Problem:
Starting with the line that contains "the woman in", copy every line through the end of the data below, exactly and with nothing added.
┏━━
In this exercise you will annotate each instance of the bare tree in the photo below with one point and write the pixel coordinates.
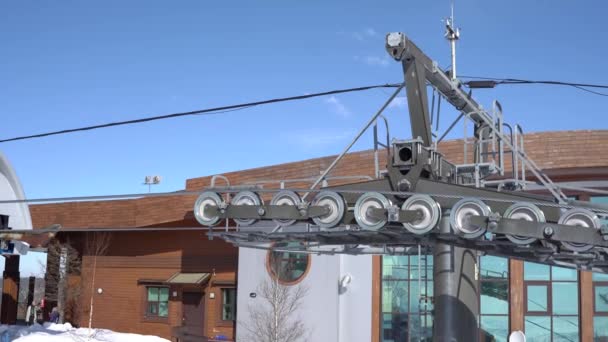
(63, 261)
(276, 320)
(96, 244)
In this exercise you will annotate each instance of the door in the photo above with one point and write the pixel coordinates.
(193, 320)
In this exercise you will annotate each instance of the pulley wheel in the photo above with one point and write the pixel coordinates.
(581, 218)
(207, 199)
(246, 198)
(428, 208)
(527, 212)
(464, 208)
(285, 197)
(370, 200)
(336, 205)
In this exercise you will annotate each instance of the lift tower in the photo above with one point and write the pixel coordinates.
(424, 200)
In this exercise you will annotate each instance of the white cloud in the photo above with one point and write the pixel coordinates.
(316, 138)
(398, 102)
(337, 106)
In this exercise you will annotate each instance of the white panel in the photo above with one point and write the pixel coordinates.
(10, 189)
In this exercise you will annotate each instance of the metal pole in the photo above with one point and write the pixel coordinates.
(456, 291)
(338, 158)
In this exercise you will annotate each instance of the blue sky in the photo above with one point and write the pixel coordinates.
(73, 63)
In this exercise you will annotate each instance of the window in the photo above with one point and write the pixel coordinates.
(288, 267)
(407, 290)
(157, 302)
(551, 303)
(228, 304)
(600, 307)
(494, 300)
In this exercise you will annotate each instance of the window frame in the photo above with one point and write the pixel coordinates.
(409, 315)
(506, 280)
(595, 312)
(547, 284)
(145, 303)
(283, 282)
(221, 320)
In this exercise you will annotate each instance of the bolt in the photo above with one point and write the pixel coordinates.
(492, 225)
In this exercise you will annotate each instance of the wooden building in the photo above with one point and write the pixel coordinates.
(161, 275)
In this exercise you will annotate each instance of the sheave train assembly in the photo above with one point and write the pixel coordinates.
(422, 198)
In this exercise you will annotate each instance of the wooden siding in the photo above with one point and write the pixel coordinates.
(567, 155)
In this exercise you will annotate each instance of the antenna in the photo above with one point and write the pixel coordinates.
(452, 34)
(151, 180)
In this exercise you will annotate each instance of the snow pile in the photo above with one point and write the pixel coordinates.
(66, 333)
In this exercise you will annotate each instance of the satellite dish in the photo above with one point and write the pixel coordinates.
(10, 189)
(517, 336)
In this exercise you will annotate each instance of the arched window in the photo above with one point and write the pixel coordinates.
(288, 268)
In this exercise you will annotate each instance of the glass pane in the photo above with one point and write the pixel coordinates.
(599, 199)
(565, 298)
(600, 276)
(424, 268)
(153, 309)
(394, 327)
(537, 298)
(565, 328)
(600, 329)
(421, 328)
(163, 294)
(538, 329)
(601, 298)
(394, 267)
(429, 267)
(153, 294)
(494, 297)
(494, 267)
(495, 328)
(533, 271)
(394, 296)
(288, 267)
(561, 273)
(163, 309)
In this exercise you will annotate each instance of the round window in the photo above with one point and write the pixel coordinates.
(287, 267)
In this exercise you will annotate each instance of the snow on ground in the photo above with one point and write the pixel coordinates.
(50, 332)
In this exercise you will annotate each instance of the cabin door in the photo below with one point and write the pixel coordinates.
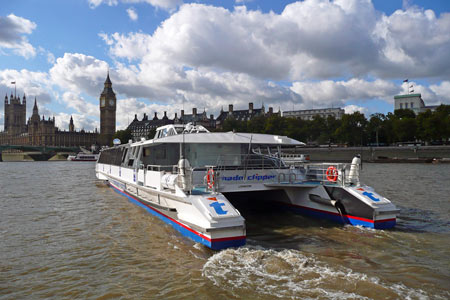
(141, 175)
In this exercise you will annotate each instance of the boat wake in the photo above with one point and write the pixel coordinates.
(292, 274)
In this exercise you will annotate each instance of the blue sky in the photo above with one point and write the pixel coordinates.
(166, 55)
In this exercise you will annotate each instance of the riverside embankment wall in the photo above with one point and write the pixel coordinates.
(376, 153)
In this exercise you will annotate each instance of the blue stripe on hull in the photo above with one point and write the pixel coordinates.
(342, 219)
(215, 245)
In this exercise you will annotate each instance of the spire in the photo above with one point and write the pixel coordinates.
(107, 81)
(35, 109)
(107, 90)
(71, 126)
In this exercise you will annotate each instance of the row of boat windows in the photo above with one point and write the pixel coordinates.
(199, 155)
(112, 156)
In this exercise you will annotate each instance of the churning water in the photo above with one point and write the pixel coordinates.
(64, 235)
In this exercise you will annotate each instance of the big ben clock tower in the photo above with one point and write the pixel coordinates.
(107, 113)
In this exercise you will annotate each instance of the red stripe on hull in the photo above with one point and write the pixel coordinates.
(181, 224)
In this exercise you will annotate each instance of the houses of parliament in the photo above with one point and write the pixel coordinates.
(39, 131)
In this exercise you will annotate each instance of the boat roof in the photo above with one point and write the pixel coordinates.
(224, 138)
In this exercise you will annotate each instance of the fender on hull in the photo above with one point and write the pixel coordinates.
(343, 219)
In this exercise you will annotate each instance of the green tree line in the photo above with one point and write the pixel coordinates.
(354, 129)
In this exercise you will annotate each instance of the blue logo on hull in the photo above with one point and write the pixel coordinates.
(218, 208)
(371, 196)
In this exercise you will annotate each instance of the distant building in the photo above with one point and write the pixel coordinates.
(308, 114)
(242, 115)
(39, 131)
(143, 128)
(108, 104)
(413, 102)
(196, 118)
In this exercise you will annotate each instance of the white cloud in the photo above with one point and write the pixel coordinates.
(75, 101)
(12, 35)
(169, 5)
(312, 39)
(133, 46)
(327, 93)
(79, 73)
(349, 109)
(132, 14)
(442, 92)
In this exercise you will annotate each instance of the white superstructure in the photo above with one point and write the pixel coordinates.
(187, 176)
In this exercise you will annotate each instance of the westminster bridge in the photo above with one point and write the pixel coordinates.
(32, 153)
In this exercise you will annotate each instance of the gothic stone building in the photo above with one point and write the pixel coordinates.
(43, 132)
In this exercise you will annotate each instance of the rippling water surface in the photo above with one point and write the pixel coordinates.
(64, 235)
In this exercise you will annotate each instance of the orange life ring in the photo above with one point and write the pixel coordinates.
(332, 174)
(210, 178)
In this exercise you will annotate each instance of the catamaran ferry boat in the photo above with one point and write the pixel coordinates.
(189, 178)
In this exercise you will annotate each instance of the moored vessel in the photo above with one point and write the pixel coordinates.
(81, 156)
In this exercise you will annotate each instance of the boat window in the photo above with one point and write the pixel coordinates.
(124, 155)
(179, 130)
(166, 154)
(111, 156)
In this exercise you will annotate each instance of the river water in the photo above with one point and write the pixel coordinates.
(64, 235)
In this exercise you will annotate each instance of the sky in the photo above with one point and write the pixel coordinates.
(169, 55)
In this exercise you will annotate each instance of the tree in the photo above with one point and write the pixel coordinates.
(404, 113)
(376, 129)
(256, 124)
(352, 129)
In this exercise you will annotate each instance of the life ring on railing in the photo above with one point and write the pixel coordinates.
(332, 174)
(210, 178)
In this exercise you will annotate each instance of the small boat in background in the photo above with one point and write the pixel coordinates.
(81, 156)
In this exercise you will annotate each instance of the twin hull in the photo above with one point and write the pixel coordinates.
(210, 219)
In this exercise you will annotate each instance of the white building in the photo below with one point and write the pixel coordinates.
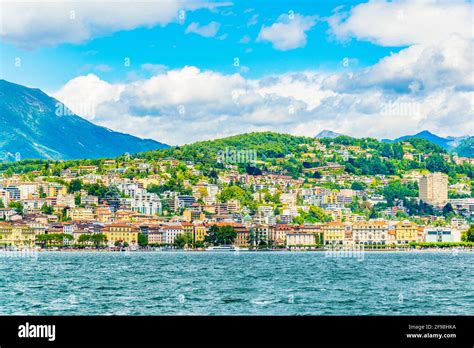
(442, 234)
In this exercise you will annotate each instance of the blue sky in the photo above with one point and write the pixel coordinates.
(379, 68)
(50, 67)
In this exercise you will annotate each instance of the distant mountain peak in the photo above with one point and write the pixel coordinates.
(326, 133)
(30, 126)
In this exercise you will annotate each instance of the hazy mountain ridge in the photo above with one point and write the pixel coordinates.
(463, 145)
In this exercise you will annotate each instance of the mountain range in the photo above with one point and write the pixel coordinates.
(463, 146)
(36, 125)
(31, 126)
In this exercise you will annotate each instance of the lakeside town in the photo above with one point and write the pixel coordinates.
(244, 199)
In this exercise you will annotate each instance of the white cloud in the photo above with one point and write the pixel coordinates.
(416, 69)
(404, 22)
(31, 24)
(253, 20)
(208, 30)
(289, 32)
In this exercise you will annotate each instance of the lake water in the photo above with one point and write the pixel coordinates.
(244, 283)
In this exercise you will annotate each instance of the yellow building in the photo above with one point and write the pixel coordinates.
(199, 233)
(20, 236)
(405, 232)
(121, 233)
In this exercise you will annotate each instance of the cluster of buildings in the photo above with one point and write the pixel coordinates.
(334, 233)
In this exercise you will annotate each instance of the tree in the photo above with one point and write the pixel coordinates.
(436, 163)
(98, 239)
(220, 235)
(469, 236)
(17, 206)
(183, 240)
(358, 186)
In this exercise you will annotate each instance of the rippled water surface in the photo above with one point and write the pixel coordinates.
(248, 283)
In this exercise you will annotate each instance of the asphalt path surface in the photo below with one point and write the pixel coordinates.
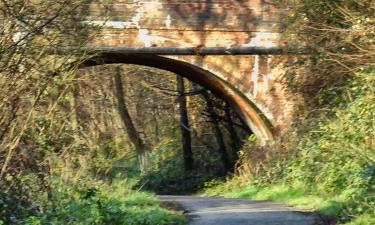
(224, 211)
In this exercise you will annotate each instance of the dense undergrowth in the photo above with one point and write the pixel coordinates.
(87, 201)
(327, 161)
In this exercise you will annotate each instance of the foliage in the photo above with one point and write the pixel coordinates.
(326, 162)
(93, 202)
(164, 172)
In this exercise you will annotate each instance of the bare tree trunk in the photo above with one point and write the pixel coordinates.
(184, 124)
(124, 113)
(234, 139)
(218, 134)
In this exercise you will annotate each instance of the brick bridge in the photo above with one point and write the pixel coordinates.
(232, 47)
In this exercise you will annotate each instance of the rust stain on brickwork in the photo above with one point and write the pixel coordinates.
(253, 84)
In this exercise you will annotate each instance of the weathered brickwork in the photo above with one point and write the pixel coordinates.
(254, 84)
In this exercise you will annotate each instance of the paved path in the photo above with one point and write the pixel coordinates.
(223, 211)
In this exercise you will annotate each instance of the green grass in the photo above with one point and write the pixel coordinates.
(297, 195)
(96, 203)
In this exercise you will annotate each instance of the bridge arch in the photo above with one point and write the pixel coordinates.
(250, 113)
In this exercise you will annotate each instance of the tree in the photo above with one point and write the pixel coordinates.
(184, 125)
(124, 113)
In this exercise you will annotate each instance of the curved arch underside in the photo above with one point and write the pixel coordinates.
(251, 114)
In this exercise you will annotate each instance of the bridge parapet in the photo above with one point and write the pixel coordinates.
(258, 80)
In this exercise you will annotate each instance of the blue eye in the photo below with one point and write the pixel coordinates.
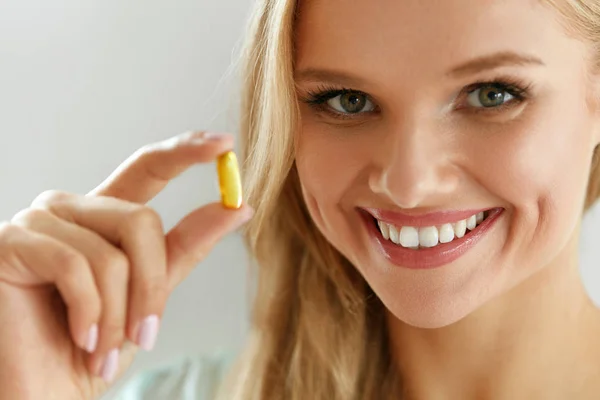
(489, 96)
(351, 103)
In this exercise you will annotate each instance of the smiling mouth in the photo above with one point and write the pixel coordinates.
(426, 237)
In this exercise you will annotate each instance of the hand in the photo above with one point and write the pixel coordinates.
(81, 275)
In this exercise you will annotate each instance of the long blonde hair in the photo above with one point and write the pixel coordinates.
(318, 332)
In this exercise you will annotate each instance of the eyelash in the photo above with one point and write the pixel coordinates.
(520, 92)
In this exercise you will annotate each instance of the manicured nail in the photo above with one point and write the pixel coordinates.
(111, 365)
(92, 339)
(148, 332)
(215, 136)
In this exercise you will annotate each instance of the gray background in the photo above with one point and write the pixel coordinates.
(85, 83)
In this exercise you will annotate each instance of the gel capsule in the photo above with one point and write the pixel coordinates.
(230, 182)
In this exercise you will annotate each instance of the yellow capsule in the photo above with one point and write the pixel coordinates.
(230, 182)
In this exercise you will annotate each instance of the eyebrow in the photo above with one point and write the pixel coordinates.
(472, 67)
(495, 60)
(326, 75)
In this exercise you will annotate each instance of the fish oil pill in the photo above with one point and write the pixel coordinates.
(230, 183)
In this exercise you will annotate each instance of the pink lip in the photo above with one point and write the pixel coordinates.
(430, 219)
(434, 257)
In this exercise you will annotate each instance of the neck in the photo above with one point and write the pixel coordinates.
(540, 340)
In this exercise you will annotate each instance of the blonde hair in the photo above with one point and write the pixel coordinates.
(318, 332)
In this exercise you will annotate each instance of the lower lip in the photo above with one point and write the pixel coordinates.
(433, 257)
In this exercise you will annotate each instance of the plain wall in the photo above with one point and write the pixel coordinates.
(85, 83)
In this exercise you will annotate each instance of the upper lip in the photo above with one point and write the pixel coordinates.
(423, 219)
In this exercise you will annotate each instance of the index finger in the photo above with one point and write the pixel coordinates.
(143, 175)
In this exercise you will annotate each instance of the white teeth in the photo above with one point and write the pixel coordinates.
(409, 236)
(394, 234)
(479, 217)
(460, 228)
(471, 222)
(428, 236)
(385, 230)
(446, 233)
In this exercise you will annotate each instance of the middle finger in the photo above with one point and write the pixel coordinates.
(137, 229)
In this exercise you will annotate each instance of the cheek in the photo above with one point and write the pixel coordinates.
(328, 163)
(540, 166)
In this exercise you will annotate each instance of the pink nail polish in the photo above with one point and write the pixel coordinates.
(215, 135)
(148, 332)
(92, 339)
(111, 366)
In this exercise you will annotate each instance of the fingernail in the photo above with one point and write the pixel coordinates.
(214, 136)
(92, 339)
(111, 365)
(148, 332)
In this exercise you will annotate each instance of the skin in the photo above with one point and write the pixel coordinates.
(510, 318)
(70, 261)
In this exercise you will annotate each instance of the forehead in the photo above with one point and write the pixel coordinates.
(415, 37)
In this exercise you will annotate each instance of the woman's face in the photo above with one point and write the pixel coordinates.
(420, 114)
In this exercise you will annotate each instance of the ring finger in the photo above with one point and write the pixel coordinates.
(110, 268)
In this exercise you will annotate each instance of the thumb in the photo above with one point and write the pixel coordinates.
(196, 234)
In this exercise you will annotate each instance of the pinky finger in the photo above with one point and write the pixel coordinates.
(38, 258)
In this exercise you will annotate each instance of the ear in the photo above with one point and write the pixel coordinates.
(594, 105)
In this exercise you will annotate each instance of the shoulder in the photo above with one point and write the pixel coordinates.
(193, 378)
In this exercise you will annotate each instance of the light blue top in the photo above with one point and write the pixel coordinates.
(192, 379)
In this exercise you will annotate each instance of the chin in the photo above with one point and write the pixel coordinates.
(435, 313)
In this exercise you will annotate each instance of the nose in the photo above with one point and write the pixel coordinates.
(413, 166)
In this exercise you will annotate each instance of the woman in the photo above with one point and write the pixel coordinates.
(418, 171)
┗━━
Answer for this exercise:
In this exercise you will annotate each instance of the woman in the photo above with one point and write the pixel coordinates.
(418, 171)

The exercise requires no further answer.